- Extrait source:

◇ ◇ ◇ ◇

Publié le 5 Sep 2013 - 16:15
LIBRE PAROLE

Analyse de l’architecture du 3ème Gouvernement du mandat du Président Macky Sall

 

 

Le 2 Septembre 2013, après 18 mois d’exercice du pouvoir, le Président Macky Sall  a désigné un 2ème Premier Ministre, Madame Mimi Touré,  pour diriger le  troisième  Gouvernement de son Mandat.

Dans sa composition sociale, ce nouveau Gouvernement a vu le départ de  trois (3) de ses membres issus de la Société civile du secteur privé (Abdoul Mbaye, Amadou Kane, et Youssou Ndour), et l’arrivée de cinq (5) membres de la société civile issus de la haute Administration (Amadou Ba, Mouhamadou Makhtar Cissé, Pape Abdoulaye Seck et Maïmouna Ndoye Seck), et d’organisation humanitariste (Sidiki Kaba).

Dans sa composition politique, sur six (6) départs,  trois (3) sont de l’APR, un (1)  des autres composantes de BBY ( Youssou Ndour), tandis que sur les neuf (8) arrivées dans le nouveau Gouvernement,  il y a  trois (4) de l’APR, mais au niveau de la Présidence,  il y a  deux (2) arrivées de BBY (Youssou Ndour de FMCB, et Aziz Tall de Yamalé), alors qu’il n’a enregistré qu’un départ du Gouvernement.

Ainsi, les prétentions des autres membres de la coalition Macky  2012 n’ont pas été prises en compte, de même que ceux qui rêvaient de la « mort de BBY » à l’occasion de  ce nouveau remaniement ministériel ne devraient s’en prendre qu’à leurs  turpitudes.

◇ ◇ ◇ ◇

- Extrait des données:
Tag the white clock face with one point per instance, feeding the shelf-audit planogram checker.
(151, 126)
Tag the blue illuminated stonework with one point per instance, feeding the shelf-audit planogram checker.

◇ ◇ ◇ ◇

- Objectif du travail: Recopiez mot pour mot, dans l'analyse du troisième gouvernement de Macky Sall, le passage qui va de « Publié le 5 » jusqu'à « humanitariste (Sidiki Kaba). » inclus.

- Résultat attendu:
Publié le 5 Sep 2013 - 16:15
LIBRE PAROLE

Analyse de l’architecture du 3ème Gouvernement du mandat du Président Macky Sall

 

 

Le 2 Septembre 2013, après 18 mois d’exercice du pouvoir, le Président Macky Sall  a désigné un 2ème Premier Ministre, Madame Mimi Touré,  pour diriger le  troisième  Gouvernement de son Mandat.

Dans sa composition sociale, ce nouveau Gouvernement a vu le départ de  trois (3) de ses membres issus de la Société civile du secteur privé (Abdoul Mbaye, Amadou Kane, et Youssou Ndour), et l’arrivée de cinq (5) membres de la société civile issus de la haute Administration (Amadou Ba, Mouhamadou Makhtar Cissé, Pape Abdoulaye Seck et Maïmouna Ndoye Seck), et d’organisation humanitariste (Sidiki Kaba).